━━ TASK DATA

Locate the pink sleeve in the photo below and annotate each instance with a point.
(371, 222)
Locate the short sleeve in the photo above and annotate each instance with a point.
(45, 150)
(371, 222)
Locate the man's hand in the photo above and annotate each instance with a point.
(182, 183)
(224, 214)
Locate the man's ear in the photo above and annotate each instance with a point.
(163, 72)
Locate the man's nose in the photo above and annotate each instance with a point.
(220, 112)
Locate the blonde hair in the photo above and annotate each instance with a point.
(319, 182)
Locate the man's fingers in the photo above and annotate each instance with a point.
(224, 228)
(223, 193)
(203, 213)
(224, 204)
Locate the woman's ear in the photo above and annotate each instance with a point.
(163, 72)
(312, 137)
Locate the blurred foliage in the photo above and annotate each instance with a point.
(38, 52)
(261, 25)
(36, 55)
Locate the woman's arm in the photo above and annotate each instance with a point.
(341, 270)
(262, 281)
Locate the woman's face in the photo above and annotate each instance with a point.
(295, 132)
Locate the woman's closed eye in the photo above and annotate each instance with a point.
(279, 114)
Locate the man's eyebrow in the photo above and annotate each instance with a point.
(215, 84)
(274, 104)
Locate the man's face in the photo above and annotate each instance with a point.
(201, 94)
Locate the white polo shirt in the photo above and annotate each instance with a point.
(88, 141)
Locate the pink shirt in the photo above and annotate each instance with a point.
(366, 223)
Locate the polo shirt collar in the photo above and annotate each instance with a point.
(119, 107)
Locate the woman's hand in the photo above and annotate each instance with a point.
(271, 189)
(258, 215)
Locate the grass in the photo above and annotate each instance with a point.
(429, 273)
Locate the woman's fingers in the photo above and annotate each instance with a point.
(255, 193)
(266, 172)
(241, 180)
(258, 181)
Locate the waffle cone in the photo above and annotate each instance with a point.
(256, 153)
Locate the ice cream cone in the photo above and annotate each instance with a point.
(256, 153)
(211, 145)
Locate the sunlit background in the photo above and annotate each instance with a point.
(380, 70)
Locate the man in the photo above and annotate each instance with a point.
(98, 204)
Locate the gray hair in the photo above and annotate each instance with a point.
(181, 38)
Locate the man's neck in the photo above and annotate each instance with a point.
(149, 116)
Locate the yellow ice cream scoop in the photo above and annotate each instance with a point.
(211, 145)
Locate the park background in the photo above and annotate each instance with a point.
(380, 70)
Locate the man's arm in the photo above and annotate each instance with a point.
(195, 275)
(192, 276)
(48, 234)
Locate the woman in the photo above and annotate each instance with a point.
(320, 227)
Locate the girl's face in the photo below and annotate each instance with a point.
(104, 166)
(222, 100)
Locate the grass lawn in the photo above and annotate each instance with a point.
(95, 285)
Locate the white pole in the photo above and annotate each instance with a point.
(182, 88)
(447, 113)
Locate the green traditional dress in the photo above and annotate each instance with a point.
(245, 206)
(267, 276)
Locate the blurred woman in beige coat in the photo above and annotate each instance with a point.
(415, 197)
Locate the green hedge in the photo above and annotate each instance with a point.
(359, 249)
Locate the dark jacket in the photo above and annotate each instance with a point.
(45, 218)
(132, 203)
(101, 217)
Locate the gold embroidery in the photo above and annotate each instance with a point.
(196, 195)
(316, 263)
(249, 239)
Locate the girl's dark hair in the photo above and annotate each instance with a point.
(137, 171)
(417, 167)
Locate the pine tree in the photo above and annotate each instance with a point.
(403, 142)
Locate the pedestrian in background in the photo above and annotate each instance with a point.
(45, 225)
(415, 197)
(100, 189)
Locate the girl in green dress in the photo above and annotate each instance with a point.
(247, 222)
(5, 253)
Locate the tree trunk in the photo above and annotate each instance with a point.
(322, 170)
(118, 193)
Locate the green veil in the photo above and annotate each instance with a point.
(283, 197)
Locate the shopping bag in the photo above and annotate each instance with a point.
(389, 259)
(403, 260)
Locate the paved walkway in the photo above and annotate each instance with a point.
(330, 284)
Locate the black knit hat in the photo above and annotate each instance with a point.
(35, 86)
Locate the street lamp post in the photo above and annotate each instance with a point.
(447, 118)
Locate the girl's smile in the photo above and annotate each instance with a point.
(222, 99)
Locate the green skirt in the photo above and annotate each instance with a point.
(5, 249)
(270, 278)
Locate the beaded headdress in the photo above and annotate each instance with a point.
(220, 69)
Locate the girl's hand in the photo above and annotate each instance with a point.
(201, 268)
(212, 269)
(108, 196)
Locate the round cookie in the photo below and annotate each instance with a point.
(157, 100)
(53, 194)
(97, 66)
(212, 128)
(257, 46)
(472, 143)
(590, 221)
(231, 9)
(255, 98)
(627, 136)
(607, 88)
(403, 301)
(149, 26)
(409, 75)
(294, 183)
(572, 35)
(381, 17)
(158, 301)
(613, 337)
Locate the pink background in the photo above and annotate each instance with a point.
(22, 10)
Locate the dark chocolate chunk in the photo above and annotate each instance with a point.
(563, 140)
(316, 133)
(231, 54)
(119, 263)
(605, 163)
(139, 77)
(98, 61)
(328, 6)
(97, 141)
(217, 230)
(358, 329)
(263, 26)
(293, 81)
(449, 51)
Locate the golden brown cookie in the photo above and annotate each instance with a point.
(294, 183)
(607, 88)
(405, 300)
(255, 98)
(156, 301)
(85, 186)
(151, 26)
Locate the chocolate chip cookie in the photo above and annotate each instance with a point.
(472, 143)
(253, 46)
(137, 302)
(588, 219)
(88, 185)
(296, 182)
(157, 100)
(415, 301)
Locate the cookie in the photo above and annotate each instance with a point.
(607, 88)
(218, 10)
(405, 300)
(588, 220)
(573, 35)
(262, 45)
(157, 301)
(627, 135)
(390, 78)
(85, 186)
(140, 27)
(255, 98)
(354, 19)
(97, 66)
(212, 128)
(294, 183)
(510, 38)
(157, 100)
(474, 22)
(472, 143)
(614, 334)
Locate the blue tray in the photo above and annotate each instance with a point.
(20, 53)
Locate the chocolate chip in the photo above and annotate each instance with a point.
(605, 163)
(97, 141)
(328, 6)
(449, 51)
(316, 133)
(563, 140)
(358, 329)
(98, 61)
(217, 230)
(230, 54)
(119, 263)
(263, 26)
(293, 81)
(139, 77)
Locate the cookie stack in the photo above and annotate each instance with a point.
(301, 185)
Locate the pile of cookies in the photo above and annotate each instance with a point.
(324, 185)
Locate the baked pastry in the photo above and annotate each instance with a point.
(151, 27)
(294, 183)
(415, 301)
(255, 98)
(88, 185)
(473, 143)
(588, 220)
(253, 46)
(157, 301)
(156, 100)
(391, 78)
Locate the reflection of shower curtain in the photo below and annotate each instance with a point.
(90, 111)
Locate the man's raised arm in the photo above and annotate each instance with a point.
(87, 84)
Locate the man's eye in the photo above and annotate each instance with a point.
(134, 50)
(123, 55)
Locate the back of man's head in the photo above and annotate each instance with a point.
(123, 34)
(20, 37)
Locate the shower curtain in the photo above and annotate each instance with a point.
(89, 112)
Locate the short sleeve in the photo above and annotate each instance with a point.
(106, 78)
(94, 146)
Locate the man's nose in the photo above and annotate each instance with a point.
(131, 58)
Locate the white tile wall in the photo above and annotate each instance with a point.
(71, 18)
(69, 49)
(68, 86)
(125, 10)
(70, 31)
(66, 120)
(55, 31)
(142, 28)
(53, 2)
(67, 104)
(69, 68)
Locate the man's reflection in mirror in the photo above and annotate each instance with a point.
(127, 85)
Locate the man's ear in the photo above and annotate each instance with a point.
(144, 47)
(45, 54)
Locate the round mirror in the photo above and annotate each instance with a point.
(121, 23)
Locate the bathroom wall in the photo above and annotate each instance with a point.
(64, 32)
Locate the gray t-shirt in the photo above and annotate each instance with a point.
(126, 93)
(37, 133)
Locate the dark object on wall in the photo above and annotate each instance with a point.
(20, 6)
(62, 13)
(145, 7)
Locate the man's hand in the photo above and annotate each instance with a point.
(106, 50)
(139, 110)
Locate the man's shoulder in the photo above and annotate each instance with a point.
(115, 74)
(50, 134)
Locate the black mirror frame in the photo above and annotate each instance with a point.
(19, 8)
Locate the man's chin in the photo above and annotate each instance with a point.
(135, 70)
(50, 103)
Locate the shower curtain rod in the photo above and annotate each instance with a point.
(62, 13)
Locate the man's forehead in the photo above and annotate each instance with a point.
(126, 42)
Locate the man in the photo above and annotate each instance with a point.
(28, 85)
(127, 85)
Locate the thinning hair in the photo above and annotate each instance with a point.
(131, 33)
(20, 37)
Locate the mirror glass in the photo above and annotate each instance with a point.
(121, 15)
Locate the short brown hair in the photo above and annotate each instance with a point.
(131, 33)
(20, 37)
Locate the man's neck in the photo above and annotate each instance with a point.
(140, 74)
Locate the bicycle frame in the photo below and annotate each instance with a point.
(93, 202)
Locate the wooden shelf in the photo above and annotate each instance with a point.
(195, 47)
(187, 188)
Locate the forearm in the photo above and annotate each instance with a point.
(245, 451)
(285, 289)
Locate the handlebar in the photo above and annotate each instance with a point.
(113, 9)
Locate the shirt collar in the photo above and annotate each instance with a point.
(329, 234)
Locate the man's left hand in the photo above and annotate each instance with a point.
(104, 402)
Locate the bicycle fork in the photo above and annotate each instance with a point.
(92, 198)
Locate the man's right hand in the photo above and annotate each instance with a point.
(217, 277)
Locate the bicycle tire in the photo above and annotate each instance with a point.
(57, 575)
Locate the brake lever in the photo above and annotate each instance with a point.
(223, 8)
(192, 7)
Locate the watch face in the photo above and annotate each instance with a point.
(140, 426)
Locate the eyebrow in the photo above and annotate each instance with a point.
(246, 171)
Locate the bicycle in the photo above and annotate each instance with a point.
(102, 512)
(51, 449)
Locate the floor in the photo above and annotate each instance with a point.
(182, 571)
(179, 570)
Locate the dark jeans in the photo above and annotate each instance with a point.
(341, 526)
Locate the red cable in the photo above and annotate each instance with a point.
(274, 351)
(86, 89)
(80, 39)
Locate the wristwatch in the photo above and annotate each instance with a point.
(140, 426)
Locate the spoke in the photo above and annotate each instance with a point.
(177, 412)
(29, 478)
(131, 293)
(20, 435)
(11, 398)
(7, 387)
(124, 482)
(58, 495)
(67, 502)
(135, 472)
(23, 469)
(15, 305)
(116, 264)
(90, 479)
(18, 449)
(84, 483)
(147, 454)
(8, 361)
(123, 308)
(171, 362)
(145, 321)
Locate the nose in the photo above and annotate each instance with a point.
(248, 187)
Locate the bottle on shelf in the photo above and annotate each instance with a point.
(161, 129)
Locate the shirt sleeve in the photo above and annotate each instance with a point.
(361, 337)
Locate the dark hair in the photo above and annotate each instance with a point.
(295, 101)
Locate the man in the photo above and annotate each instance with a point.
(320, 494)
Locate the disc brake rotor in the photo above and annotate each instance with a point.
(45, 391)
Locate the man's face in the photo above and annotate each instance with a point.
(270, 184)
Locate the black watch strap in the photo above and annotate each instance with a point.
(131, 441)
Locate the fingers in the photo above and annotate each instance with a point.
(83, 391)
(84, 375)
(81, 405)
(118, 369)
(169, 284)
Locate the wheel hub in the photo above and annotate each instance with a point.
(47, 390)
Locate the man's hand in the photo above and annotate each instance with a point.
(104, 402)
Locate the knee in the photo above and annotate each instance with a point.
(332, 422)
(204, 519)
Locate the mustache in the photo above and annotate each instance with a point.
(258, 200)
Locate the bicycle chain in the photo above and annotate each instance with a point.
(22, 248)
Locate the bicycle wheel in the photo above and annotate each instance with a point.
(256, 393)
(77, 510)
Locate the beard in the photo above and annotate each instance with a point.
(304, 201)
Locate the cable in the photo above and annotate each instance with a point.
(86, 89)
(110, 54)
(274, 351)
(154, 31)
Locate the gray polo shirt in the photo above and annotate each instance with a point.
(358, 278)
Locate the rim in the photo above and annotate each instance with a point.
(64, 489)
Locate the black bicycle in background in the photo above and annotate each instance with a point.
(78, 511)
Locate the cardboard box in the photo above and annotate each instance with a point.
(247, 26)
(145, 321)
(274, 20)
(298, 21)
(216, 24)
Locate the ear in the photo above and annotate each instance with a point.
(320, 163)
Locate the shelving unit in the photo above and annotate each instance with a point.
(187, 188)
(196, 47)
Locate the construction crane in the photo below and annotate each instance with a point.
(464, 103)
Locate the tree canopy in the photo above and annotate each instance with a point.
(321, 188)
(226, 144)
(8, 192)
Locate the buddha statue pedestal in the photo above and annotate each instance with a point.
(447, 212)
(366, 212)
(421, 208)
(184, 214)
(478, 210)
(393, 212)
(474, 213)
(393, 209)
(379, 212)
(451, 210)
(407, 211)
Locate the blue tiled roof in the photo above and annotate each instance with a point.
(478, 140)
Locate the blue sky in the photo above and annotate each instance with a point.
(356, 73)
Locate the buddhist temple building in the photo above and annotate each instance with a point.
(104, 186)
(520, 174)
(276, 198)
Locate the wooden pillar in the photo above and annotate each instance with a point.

━━━━

(SET PROBLEM)
Everything from the line containing "Locate the knee" through the final line of the listing, inclusive, must be reproduced exactly; leave out the rest.

(RESPONSE TO THE TASK)
Locate the knee in the photo above and annotate each instance with a point.
(332, 422)
(204, 519)
Locate the mustache in the photo above and annotate each instance with a point.
(258, 200)
Locate the bicycle chain in the photo above and annotate each instance with a point.
(22, 248)
Locate the bicycle wheel in the photo above and annotate each instance with a point.
(256, 393)
(77, 510)
Locate the beard in the photo above and annotate each instance with a point.
(304, 201)
Locate the cable in the photo above and annotate each instance with a point.
(86, 89)
(110, 54)
(274, 351)
(154, 31)
Locate the gray polo shirt in the photo above and annotate each instance with a point.
(358, 278)
Locate the rim in the photo above and annotate each instance with a point.
(64, 489)
Locate the black bicycle in background in the photo above and annotate each instance with a point.
(78, 511)
Locate the cardboard box in the photo above and annotate each instance with a point.
(247, 26)
(145, 321)
(274, 20)
(298, 21)
(216, 24)
Locate the ear in the photo above and annotate each instance with a point.
(320, 163)
Locate the shelving unit in the photo above and annotate each instance with a point.
(187, 188)
(196, 47)
Locate the construction crane in the photo below and annotate each instance with a point.
(464, 103)
Locate the tree canopy in the photo above and annotate each instance with a point.
(321, 188)
(226, 144)
(8, 192)
Locate the buddha statue pedestal in the photo above and annotate each instance with a point.
(447, 212)
(366, 212)
(421, 208)
(184, 214)
(478, 210)
(393, 212)
(474, 213)
(393, 209)
(379, 212)
(451, 210)
(407, 211)
Locate the blue tiled roof in the photo above and annotate each instance with a point.
(478, 140)
Locate the blue sky in the photo above and annotate each instance with a point.
(356, 73)
Locate the buddhist temple building in the photo above and annotate each instance with a point.
(104, 186)
(520, 174)
(276, 198)
Locate the wooden pillar in the photo above and annotate each instance with a point.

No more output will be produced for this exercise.